Dataset excerpts on object pointing
* * *
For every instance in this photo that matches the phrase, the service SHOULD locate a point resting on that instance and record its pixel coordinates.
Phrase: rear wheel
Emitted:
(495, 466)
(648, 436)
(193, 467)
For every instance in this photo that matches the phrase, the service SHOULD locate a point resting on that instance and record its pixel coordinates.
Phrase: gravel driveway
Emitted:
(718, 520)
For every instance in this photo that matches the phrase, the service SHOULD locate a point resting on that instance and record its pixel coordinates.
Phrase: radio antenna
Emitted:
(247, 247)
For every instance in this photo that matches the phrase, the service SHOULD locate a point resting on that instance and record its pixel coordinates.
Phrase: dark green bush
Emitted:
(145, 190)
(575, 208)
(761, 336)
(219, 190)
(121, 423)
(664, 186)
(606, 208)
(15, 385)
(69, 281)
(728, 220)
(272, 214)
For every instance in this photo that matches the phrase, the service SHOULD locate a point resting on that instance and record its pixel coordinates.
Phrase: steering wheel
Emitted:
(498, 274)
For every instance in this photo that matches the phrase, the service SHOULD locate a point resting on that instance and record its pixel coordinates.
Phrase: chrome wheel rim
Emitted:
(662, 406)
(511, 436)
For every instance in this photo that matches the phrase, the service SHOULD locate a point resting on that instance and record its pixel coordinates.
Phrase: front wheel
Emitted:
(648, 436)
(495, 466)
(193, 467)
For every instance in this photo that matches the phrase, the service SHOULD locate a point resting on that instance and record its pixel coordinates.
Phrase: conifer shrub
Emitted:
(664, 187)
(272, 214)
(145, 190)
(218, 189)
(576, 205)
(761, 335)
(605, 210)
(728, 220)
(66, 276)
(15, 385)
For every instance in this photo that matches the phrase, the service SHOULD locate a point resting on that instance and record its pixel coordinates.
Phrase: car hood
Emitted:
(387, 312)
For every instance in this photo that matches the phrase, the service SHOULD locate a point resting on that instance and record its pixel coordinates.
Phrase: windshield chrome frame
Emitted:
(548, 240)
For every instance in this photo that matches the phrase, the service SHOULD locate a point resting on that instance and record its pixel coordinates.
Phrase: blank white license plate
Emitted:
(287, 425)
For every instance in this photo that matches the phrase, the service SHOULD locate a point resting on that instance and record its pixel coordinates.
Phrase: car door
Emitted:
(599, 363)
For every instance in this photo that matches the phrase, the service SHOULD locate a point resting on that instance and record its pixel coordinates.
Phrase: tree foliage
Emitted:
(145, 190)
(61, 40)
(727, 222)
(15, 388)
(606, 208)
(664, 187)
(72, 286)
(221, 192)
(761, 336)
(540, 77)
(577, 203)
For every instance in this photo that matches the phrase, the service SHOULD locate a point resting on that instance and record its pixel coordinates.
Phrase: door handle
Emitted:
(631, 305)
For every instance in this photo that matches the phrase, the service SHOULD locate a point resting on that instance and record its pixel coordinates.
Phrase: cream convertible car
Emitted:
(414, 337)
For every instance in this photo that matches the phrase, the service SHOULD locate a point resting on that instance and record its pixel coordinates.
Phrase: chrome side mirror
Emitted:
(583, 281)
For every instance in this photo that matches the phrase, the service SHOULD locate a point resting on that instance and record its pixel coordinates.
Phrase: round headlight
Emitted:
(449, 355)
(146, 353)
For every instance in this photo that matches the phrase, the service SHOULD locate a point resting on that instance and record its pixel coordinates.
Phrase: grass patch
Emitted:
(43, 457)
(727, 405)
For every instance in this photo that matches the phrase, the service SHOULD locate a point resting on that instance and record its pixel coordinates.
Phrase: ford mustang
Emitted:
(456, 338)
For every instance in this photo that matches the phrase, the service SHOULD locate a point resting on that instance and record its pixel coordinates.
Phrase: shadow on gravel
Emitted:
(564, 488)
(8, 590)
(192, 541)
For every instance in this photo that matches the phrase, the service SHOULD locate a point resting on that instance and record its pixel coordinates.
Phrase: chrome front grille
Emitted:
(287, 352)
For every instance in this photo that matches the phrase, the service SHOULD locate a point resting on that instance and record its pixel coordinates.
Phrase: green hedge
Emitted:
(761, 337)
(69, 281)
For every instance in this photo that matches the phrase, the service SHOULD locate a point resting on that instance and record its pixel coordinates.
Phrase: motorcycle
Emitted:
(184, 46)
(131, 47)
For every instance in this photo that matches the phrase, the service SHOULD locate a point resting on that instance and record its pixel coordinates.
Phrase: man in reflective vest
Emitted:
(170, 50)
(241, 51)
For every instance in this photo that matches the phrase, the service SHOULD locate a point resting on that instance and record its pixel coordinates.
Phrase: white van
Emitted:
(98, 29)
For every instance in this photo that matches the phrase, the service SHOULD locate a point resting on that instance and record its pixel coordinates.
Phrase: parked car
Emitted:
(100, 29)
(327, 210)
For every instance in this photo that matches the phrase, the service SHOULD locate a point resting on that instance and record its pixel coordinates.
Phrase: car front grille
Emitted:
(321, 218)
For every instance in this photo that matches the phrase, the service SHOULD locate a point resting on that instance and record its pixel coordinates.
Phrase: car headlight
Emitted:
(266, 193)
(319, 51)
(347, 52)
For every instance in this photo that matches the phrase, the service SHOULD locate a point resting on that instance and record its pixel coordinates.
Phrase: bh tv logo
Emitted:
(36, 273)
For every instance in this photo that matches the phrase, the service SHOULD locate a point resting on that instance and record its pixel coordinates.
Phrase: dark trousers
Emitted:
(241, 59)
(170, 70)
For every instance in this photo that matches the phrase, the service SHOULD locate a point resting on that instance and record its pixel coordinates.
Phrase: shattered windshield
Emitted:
* * *
EXERCISE INSTRUCTIONS » Copy every line of the records word for word.

FINAL ANSWER »
For every instance in this photo that matches the phrase, the service SHOULD locate a point resting on that instance and record its pixel coordinates.
Phrase: rear wheel
Emitted:
(495, 466)
(648, 436)
(193, 467)
For every instance in this photo that matches the phrase, the service SHOULD locate a point resting on that instance and record its pixel coordinates.
Phrase: gravel driveway
Emitted:
(718, 520)
For every instance in this photo that matches the phrase, the service SHOULD locate a point resting on that instance and record its pixel coordinates.
Phrase: radio antenna
Emitted:
(247, 247)
For every instance in this photo that matches the phrase, the service SHOULD locate a point resting on that instance and record its pixel coordinates.
Phrase: dark green bush
Emitted:
(145, 190)
(575, 208)
(761, 336)
(219, 190)
(121, 423)
(664, 186)
(606, 208)
(15, 385)
(69, 281)
(728, 220)
(272, 214)
For every instance in this photo that matches the phrase, the service SHOULD locate a point resting on that instance and record its pixel coordinates.
Phrase: steering wheel
Emitted:
(498, 274)
For every instance in this photo that matches the phrase, the service SHOULD locate a point resting on that instance and record its pixel coordinates.
Phrase: chrome wheel rim
Emitted:
(662, 406)
(511, 436)
For every instance in this photo that matches the phrase, the service SHOULD locate a point resting on that instance and record its pixel coordinates.
Phrase: front wheel
Emitted:
(648, 436)
(495, 466)
(193, 467)
For every instance in this photo that matches the phrase, the service SHOULD locate a point resting on that instance and record its pixel coordinates.
Phrase: conifer shrub
Emitted:
(664, 187)
(272, 214)
(145, 190)
(218, 189)
(576, 205)
(761, 335)
(605, 210)
(728, 220)
(66, 276)
(15, 385)
For every instance in this photo that matches the phrase, the service SHOULD locate a point resting on that instance and record its pixel coordinates.
Phrase: car hood
Emitted:
(387, 312)
For every instance in this photo that matches the phrase, the service SHOULD locate a point resting on that instance and record its pixel coordinates.
Phrase: windshield chrome frame
Emitted:
(548, 240)
For every instance in this photo that matches the phrase, the service SHOULD locate a point resting on that instance and record its pixel coordinates.
Phrase: blank white license plate
Emitted:
(287, 425)
For every instance in this photo that matches the phrase, the service SHOULD locate a point resting on that instance and record its pixel coordinates.
Phrase: car door
Emitted:
(599, 363)
For every instance in this photo that matches the phrase, the service SHOULD locate a point resting on that instance and record its pixel coordinates.
Phrase: tree foliage
Emitted:
(145, 190)
(61, 40)
(727, 222)
(15, 388)
(606, 208)
(664, 187)
(72, 286)
(221, 192)
(761, 336)
(540, 77)
(577, 203)
For every instance in this photo that matches the phrase, the service SHOULD locate a point resting on that instance and record its pixel coordinates.
Phrase: door handle
Emitted:
(631, 305)
For every instance in this photo that matches the phrase, the service SHOULD locate a point resting on that instance and record its pixel coordinates.
Phrase: cream convertible car
Emitted:
(414, 337)
For every instance in this photo that matches the phrase, the service SHOULD locate a point resting on that instance and record its pixel coordinates.
Phrase: chrome side mirror
Emitted:
(583, 281)
For every instance in this photo that matches the phrase, the service SHOULD locate a point resting on that instance and record its pixel coordinates.
Phrase: round headlight
Emitted:
(449, 355)
(146, 353)
For every instance in this photo that matches the phrase, the service SHOULD locate a point resting on that instance and record its pixel coordinates.
Phrase: grass patch
Emitted:
(43, 457)
(727, 405)
For every instance in this photo that matches the phrase, the service SHOULD locate a point resting on that instance and record its pixel coordinates.
Phrase: ford mustang
Emitted:
(456, 338)
For every instance in this photo that matches the phrase, the service SHOULD locate a point resting on that instance and record its pixel coordinates.
Phrase: shadow on gravel
Emitted:
(564, 488)
(8, 590)
(192, 541)
For every instance in this photo that matches the phrase, the service SHOULD locate a point resting on that instance and record its pixel coordinates.
Phrase: chrome front grille
Emitted:
(287, 352)
For every instance in this photo that matches the phrase, the service SHOULD locate a point resting on that instance and record its pixel coordinates.
Phrase: green hedge
Emitted:
(761, 337)
(69, 281)
For every instance in this photo that matches the phrase, the service SHOULD locate a point resting on that instance and record its pixel coordinates.
Phrase: motorcycle
Emitted:
(184, 46)
(131, 47)
For every instance in this photo that matches the phrase, the service SHOULD locate a point resting on that instance and record its pixel coordinates.
Phrase: man in reflective vest
Emitted:
(170, 50)
(241, 51)
For every instance in this photo that matches the phrase, the service SHOULD locate a point resting on that instance and record its pixel coordinates.
Phrase: white van
Emitted:
(98, 29)
For every instance in this photo that matches the phrase, the service SHOULD locate a point resting on that instance and record its pixel coordinates.
Phrase: parked car
Emitted:
(100, 29)
(327, 210)
For every instance in this photo that matches the phrase, the service SHOULD locate a point resting on that instance and record its pixel coordinates.
Phrase: car front grille
Emitted:
(321, 218)
For every instance in this photo that matches the phrase, the service SHOULD locate a point resting on that instance and record its pixel coordinates.
Phrase: car headlight
Emitted:
(266, 193)
(319, 51)
(347, 52)
For every instance in this photo that matches the phrase, the service SHOULD locate a point resting on that instance and record its pixel coordinates.
Phrase: bh tv logo
Emitted:
(36, 273)
For every instance in this photo that matches the phrase, the service SHOULD locate a point resting on that instance and record its pixel coordinates.
Phrase: dark trousers
Emitted:
(241, 59)
(170, 70)
For every instance in this photo that matches the phrase, the service SHOULD locate a point resting on that instance and record its pixel coordinates.
Phrase: shattered windshield
Emitted:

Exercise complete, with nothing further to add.